**PASSAGE TO READ**.

>> BEGIN

This idea of adulthood as a climb rather than a landing place offers another lens. Instead of expecting adulthood to be a steady, stable platform, what if we embraced it as a flexible, ever-changing experience?
Life will throw curveballs. That’s not a possibility, it’s a certainty. And when we expect adulthood to be a constant, those curveballs feel more destabilizing. But if we anticipate change and unpredictability as part of the process, we’re better prepared to meet it with adaptability.
Adulthood as Weather Gear, Not a Perfect Forecast
One way I’ve started thinking about adulthood is like gearing up for unpredictable weather. If you know a storm might hit, you don’t expect sunshine every day. You bring a jacket. You prepare to shift.
That preparation, that flexibility, isn’t a sign you’re failing at adulthood. It’s a sign you’re doing it well.
The Problem with the “Arrival” Mentality
When we hold the belief that adulthood means having it all figured out, any disruption, loss, trauma, unexpected change, feels like failure. But if we see adulthood as ongoing growth, those same disruptions become opportunities to evolve.
We can choose how we respond. We can reach for connection, community, and support instead of retreating into isolation or shame.

>> END

**EXTRACTED RECORDS**.
>> BEGIN

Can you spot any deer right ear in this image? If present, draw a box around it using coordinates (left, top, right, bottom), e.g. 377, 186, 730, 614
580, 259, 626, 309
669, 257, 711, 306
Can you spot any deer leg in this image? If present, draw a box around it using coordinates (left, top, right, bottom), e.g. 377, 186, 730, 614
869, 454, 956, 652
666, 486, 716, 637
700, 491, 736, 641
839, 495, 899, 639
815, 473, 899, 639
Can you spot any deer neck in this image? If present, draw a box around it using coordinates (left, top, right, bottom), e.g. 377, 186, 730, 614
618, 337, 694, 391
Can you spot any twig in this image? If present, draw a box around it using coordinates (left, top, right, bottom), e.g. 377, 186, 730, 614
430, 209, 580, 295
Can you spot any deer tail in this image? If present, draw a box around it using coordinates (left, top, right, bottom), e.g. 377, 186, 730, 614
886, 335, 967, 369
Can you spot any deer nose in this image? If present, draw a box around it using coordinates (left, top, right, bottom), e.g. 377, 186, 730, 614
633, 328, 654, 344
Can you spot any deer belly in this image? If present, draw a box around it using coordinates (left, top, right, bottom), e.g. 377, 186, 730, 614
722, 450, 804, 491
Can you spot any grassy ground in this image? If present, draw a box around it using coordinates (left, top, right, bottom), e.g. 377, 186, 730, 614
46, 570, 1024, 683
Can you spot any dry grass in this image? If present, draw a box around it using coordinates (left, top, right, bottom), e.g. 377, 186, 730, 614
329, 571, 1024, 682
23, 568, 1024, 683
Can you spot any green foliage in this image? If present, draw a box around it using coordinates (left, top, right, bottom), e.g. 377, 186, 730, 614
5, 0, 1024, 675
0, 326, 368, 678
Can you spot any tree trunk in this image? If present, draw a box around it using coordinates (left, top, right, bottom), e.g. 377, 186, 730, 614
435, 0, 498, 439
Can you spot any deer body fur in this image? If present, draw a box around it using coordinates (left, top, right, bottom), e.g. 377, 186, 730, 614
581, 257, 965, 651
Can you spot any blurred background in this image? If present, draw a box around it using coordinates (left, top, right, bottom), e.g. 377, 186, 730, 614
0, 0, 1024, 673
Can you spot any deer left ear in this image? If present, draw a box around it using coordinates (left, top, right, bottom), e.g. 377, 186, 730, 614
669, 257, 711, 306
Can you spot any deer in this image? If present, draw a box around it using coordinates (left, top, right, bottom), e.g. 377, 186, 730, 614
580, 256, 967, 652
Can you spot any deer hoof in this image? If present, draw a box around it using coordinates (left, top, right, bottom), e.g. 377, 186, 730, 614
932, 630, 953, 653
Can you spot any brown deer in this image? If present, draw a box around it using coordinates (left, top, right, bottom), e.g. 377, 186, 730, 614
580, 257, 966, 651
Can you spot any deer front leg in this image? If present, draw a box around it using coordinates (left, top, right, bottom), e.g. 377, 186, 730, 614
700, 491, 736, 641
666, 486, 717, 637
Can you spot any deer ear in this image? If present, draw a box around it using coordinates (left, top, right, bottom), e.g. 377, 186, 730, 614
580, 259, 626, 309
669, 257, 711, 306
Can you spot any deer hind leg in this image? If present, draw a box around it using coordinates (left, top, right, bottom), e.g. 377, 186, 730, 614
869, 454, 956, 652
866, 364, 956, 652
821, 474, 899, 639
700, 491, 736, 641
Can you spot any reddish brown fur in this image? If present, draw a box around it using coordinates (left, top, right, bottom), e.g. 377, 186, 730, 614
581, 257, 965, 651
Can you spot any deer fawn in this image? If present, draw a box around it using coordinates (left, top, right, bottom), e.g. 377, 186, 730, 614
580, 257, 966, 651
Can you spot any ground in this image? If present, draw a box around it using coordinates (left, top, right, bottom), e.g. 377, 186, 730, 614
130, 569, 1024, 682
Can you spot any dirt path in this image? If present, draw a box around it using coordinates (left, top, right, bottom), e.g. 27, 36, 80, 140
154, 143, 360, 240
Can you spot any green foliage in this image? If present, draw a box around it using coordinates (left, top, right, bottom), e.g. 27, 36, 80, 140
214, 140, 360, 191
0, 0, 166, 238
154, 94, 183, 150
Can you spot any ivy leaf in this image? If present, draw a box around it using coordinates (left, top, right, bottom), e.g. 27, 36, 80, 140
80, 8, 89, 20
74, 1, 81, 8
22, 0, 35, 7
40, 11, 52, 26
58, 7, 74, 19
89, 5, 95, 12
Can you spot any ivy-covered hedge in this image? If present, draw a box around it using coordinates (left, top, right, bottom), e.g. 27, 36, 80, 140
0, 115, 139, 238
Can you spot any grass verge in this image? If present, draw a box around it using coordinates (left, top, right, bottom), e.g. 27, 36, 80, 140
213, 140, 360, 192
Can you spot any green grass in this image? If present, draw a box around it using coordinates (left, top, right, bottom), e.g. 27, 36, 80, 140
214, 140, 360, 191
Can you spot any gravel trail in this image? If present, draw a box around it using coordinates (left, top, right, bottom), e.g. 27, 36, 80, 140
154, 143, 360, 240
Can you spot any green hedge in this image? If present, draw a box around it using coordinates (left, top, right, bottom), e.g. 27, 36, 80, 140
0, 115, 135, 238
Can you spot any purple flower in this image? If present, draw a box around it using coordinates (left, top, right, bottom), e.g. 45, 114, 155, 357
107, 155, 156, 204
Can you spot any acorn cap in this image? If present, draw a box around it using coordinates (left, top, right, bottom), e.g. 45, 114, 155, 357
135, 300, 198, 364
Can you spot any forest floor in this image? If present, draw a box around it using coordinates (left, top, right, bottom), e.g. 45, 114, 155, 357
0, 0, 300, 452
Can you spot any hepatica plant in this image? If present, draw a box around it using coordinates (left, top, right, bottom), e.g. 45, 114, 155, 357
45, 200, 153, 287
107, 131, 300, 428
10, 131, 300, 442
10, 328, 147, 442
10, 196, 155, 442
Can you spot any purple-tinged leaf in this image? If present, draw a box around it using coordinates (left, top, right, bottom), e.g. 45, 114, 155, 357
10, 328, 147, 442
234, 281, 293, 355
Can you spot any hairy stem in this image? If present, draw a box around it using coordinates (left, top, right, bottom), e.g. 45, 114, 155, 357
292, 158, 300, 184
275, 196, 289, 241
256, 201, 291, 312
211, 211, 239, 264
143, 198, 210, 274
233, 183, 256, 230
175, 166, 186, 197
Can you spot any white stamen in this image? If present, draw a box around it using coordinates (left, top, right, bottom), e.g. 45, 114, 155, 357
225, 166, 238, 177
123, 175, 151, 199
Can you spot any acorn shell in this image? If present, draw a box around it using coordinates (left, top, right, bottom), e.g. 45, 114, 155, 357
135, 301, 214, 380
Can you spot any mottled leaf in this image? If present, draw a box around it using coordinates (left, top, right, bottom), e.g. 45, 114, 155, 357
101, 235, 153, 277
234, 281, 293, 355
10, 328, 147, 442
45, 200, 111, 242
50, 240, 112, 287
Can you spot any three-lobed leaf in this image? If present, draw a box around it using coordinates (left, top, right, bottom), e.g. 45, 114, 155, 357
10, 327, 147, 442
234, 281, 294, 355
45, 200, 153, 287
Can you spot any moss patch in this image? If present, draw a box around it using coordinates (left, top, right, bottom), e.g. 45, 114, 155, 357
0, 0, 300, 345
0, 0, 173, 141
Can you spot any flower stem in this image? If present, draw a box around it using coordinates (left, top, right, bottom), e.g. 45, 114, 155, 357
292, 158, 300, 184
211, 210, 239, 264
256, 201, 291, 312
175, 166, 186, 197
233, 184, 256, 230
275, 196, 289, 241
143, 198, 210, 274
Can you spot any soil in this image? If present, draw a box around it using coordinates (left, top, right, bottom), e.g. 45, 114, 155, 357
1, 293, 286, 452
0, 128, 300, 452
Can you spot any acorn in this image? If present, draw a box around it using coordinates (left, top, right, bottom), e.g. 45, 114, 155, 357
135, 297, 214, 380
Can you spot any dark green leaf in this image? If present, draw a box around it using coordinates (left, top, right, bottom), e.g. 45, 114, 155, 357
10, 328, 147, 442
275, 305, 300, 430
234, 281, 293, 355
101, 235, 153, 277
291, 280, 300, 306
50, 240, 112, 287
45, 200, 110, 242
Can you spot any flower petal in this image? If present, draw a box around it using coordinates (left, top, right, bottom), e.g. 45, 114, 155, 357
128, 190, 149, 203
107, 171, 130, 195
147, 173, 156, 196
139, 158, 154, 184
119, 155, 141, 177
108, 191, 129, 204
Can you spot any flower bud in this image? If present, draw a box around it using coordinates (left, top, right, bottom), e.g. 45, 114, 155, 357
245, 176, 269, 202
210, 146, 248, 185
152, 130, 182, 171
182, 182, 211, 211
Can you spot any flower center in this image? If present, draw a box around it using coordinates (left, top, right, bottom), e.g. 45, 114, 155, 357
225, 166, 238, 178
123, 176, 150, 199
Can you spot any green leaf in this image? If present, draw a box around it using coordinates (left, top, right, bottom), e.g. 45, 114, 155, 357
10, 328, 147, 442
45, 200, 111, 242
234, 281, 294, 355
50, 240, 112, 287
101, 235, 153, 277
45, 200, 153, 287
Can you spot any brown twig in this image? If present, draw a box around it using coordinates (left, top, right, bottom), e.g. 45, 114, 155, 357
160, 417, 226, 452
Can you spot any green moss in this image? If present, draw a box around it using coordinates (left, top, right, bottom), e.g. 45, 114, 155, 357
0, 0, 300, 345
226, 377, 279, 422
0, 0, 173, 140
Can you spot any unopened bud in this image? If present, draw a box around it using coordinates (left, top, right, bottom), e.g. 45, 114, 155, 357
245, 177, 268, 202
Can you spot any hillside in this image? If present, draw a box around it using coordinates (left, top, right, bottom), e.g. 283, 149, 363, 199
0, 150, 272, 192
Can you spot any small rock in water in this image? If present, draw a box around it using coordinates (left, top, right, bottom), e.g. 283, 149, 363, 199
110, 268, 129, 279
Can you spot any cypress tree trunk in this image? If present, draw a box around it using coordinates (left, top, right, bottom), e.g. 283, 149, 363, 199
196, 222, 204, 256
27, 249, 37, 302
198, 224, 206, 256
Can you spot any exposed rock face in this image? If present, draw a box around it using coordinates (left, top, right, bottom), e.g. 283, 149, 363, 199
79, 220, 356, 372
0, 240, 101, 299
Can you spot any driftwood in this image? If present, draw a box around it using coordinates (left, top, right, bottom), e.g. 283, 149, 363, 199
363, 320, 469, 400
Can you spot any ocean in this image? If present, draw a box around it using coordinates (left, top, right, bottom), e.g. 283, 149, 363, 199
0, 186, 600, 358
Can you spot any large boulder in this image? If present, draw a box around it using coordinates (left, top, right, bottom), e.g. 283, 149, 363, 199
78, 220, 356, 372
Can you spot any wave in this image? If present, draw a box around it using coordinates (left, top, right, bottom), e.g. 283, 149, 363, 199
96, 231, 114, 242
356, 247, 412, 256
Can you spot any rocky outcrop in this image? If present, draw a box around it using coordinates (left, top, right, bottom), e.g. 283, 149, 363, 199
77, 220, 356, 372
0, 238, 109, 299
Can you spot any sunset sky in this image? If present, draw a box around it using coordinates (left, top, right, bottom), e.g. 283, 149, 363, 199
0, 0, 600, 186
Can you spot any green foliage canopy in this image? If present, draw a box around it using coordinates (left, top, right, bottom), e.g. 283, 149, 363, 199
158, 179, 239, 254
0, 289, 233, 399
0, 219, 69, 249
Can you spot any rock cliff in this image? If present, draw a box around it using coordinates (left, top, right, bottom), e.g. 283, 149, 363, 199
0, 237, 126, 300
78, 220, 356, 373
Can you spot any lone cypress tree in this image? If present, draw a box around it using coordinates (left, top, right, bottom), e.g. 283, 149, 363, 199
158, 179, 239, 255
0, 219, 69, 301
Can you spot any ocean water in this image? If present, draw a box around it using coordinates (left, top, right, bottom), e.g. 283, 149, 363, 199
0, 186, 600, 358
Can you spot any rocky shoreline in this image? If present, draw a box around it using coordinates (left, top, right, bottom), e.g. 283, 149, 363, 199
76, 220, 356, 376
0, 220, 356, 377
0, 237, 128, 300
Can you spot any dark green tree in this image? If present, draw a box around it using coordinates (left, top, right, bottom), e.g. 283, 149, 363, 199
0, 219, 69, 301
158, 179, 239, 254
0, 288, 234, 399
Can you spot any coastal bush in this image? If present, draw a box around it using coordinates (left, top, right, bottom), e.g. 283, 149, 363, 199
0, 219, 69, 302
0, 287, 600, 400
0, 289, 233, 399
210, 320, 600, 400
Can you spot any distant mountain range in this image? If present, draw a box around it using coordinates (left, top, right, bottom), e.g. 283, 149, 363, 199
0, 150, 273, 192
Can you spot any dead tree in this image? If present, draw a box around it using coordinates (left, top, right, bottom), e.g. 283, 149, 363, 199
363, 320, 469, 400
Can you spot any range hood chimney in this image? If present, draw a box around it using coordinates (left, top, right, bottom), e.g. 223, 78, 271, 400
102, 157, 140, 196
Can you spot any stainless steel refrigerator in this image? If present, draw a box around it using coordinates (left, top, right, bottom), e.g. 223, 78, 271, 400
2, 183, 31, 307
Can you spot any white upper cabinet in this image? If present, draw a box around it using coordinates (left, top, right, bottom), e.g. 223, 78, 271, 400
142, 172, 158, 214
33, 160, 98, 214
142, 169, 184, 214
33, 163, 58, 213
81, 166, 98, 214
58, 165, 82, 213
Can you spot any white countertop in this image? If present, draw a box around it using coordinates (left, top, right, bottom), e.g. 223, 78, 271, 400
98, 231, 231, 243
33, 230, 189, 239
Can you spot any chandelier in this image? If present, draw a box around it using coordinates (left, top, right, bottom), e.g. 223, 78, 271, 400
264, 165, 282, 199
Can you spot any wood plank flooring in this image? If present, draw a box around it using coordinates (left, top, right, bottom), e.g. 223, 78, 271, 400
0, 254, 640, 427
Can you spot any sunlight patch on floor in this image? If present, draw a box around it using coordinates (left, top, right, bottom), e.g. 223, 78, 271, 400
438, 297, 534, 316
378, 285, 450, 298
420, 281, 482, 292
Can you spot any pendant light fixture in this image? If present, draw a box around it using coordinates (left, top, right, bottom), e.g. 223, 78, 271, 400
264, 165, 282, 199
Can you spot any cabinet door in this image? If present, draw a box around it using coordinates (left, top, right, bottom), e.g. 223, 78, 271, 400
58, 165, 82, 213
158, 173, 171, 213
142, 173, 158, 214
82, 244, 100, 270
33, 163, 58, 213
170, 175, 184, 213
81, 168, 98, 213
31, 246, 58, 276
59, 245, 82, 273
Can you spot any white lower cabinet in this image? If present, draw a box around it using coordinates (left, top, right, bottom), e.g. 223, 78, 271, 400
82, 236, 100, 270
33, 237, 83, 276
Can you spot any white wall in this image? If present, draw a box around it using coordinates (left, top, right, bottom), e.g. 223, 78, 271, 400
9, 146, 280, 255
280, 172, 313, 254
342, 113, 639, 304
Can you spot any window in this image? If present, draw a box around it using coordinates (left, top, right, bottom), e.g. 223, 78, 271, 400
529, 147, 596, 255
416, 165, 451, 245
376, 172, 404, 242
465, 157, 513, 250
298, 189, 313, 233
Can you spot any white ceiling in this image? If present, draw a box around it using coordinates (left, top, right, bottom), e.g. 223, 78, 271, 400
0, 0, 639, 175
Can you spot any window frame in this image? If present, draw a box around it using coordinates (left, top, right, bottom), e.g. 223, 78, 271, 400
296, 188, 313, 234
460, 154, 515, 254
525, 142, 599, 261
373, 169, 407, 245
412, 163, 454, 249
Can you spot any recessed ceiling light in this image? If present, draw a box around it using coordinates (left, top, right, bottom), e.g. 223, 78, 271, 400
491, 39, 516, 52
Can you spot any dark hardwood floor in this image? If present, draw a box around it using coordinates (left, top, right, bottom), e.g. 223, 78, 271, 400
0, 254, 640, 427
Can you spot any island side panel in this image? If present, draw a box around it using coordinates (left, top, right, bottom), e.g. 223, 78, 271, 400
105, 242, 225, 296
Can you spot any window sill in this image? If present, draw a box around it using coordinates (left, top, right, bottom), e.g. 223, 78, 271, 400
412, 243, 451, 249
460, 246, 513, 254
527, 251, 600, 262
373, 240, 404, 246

>> END

**EXERCISE INSTRUCTIONS**.
[1] In the passage on adulthood, what do you bring when you know a storm might hit?
[2] Reproduce the part of the passage on adulthood word for word, beginning at the words "The Problem with" and stopping after the words "isolation or shame.".

**EXPECTED RESULTS**.
[1] A jacket.

[2]
The Problem with the “Arrival” Mentality
When we hold the belief that adulthood means having it all figured out, any disruption, loss, trauma, unexpected change, feels like failure. But if we see adulthood as ongoing growth, those same disruptions become opportunities to evolve.
We can choose how we respond. We can reach for connection, community, and support instead of retreating into isolation or shame.